──────── Source material

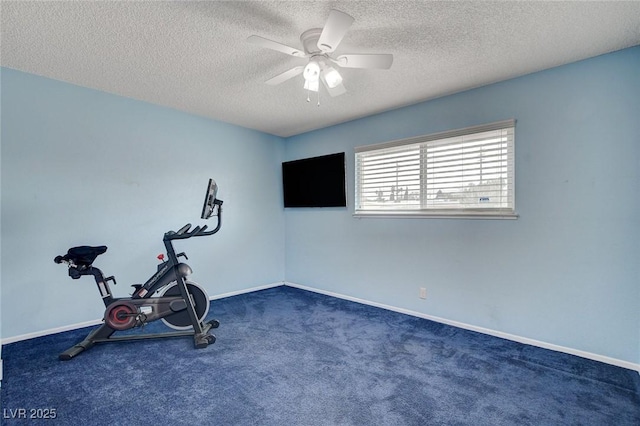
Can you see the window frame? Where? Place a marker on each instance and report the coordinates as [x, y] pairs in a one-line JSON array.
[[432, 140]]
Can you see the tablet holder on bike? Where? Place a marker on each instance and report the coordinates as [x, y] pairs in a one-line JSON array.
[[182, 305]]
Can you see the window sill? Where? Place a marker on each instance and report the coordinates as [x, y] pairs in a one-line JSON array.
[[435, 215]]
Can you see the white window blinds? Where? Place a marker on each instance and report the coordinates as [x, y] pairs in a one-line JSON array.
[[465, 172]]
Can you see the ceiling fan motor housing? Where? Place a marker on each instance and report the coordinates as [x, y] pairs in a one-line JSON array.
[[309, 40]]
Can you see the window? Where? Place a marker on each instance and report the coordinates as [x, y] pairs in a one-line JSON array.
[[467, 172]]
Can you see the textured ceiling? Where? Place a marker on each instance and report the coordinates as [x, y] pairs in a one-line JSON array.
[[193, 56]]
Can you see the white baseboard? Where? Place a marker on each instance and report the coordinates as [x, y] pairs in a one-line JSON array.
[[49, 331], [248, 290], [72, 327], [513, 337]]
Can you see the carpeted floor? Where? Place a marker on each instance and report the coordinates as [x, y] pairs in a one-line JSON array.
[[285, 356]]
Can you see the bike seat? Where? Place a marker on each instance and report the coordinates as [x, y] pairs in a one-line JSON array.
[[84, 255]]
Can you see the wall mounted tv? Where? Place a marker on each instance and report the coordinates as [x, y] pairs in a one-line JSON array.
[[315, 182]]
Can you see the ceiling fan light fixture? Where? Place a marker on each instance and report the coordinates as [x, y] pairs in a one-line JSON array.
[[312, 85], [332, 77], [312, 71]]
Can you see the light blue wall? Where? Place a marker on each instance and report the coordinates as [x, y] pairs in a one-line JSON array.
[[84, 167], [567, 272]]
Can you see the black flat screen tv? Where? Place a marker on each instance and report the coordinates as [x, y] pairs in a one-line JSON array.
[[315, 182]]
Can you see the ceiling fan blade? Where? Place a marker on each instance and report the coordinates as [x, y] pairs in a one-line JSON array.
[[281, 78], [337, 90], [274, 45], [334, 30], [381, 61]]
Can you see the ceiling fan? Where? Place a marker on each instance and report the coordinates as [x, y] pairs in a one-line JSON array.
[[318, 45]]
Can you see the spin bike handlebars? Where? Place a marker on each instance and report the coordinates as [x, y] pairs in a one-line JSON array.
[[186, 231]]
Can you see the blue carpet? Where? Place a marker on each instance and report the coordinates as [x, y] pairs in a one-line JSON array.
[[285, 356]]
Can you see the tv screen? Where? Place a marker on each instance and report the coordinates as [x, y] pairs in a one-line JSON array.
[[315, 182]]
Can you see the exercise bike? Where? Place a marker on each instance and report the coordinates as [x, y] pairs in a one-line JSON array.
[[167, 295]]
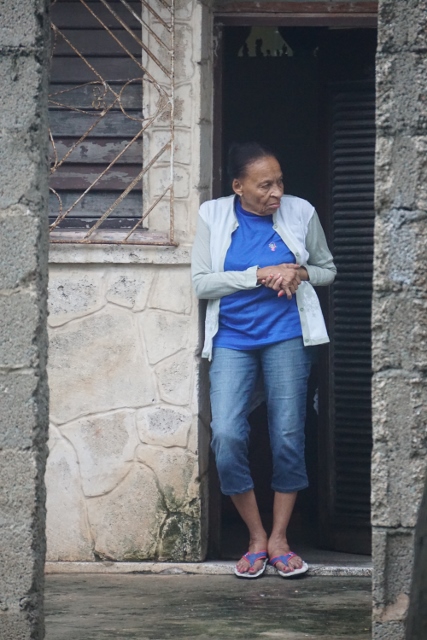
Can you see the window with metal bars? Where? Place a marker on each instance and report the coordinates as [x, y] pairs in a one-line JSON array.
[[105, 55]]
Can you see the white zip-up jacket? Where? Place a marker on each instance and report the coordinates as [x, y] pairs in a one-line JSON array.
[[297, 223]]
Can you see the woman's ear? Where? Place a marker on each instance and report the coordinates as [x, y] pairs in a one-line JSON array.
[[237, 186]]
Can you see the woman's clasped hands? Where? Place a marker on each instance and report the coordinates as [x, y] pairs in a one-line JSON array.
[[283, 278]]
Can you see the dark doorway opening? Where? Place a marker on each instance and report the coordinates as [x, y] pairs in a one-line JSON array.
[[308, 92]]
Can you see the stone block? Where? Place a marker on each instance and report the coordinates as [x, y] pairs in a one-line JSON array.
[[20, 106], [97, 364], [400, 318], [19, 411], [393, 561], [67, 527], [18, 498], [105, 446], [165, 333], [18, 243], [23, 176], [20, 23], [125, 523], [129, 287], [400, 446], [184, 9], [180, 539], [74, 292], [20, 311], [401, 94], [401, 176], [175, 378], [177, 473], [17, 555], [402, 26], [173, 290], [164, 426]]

────────────────

Task details ::
Render every line of the data above as a JSON list of strings, one string per line, with blank lines and the pictures left out.

Response to this exercise ::
[
  "Can you see the window frame? Where? Place a marker on each instance and report the coordinates as [x, y] pairs in a one-line JSON array.",
  "[[432, 140]]",
  "Can you see the tablet holder on bike? Where? Place a marker on each instance and report the coordinates as [x, y] pairs in a one-line JSON array.",
  "[[182, 305]]",
  "Can you see the window sill? Where? Place a marker on each instance and report the coordinates as [x, y] pairs in a one-line JSON array.",
  "[[435, 215]]",
  "Can you see the white window blinds? Where? Place a marker on each instance and report the coordinates as [x, y] pairs in a one-line JSON array.",
  "[[465, 172]]",
  "Can you see the ceiling fan motor housing? Where? Place a marker on each instance and report the coordinates as [x, y] pairs in a one-line JSON array.",
  "[[309, 40]]",
  "Can you see the window? Where? Place a marker on each instance and report the coordinates as [x, y] pairs in a one-line JSON array.",
  "[[467, 172]]",
  "Can you see the textured ceiling? Where? Place a marker on each instance and report the coordinates as [x, y] pairs in a one-line JSON array.",
  "[[193, 56]]",
  "Can you see the white baseboard? Where? Place a marker on each instance and report the coordinates as [x, y] pairs in a one-line JSON array.",
  "[[49, 331], [248, 290], [72, 327], [513, 337]]",
  "Can you see the carpeted floor? Where? Place a marker on each instance and report the coordinates as [x, y] pairs in a one-line JSON array.",
  "[[285, 356]]",
  "Can you see the bike seat? Where? Place a marker on each instance and report the coordinates as [x, y] pairs in a one-line JSON array.",
  "[[84, 255]]",
  "Can you see the wall mounted tv? Where? Place a marker on each instance and report the coordinates as [x, y] pairs in a one-line JSON array.",
  "[[315, 182]]",
  "Can you see the ceiling fan light fixture? Where? Place a marker on each instance and report the coordinates as [x, y] pairs in a one-line JSON array.",
  "[[312, 85], [332, 77], [312, 71]]",
  "Can you see the light blue wall? Where? Place a marker on each instance and report the coordinates as [x, y] pairs in a one-line JSON array.",
  "[[84, 167], [567, 272]]",
  "Can you see the black flat screen tv? Where? Place a marker on each instance and report the coordinates as [x, y] pairs in a one-line JSON array.",
  "[[315, 182]]",
  "Can you see the ceiling fan blade? Where? Place a marker on each instance and report the coordinates as [x, y] pairs in a one-line JSON array.",
  "[[281, 78], [337, 90], [274, 45], [334, 30], [381, 61]]",
  "Can you see the ceiling fan? Where? Place a marker on each instance and report the coordinates as [x, y] pairs in a one-line JSON array.",
  "[[318, 45]]",
  "Can you see the spin bike handlebars? Where? Place a marker on each instance and report the coordinates as [x, y] pairs in a one-line JSON array.",
  "[[186, 231]]",
  "Can you see the blue carpet? Where? Place a marker on each instance and report the coordinates as [x, y] pairs in a one-line JSON array.",
  "[[285, 356]]",
  "Can you see the tv screen? Where? Place a marker on each instance and report the coordinates as [x, y] pairs in a one-line JSON array.",
  "[[315, 182]]",
  "Can you see the exercise bike? Where? Place a marker on each instance and report the coordinates as [x, y] pairs in a one-line JSON array.",
  "[[167, 295]]",
  "Can you see the window with metal bars? Where? Place a marker on each instance and report the coordinates as [x, y] pairs in a one-line JSON array.",
  "[[105, 55]]",
  "Can you see the white zip-up jacket? Where? Place a marker on each instance and report the coordinates as [x, y] pairs in a one-line JSON array.",
  "[[297, 223]]",
  "Can you see the woman's ear? Where? Place a marker on each instance and report the coordinates as [x, y] pairs in a one-line JSON array.",
  "[[237, 186]]",
  "Can you see the woman's clasped hands? Where? Place a marker on each instance and report the coordinates as [x, y] pairs in a one-line JSON array.",
  "[[283, 278]]",
  "Can you see the dark doorway opening? Where? Place a marker on each instance and report the coordinates as [x, y] pairs in a one-line JSON array.",
  "[[308, 92]]",
  "Can you see the stone block? Where? Place a marker on each instance and report the coordinates as [x, y] pairs in a one-line JSON array.",
  "[[20, 106], [97, 364], [400, 318], [19, 411], [393, 561], [67, 527], [18, 498], [105, 446], [165, 333], [18, 243], [23, 176], [20, 23], [125, 523], [129, 287], [400, 446], [184, 9], [180, 539], [74, 292], [20, 311], [401, 94], [401, 176], [175, 378], [177, 473], [17, 555], [402, 26], [173, 290], [164, 426]]"
]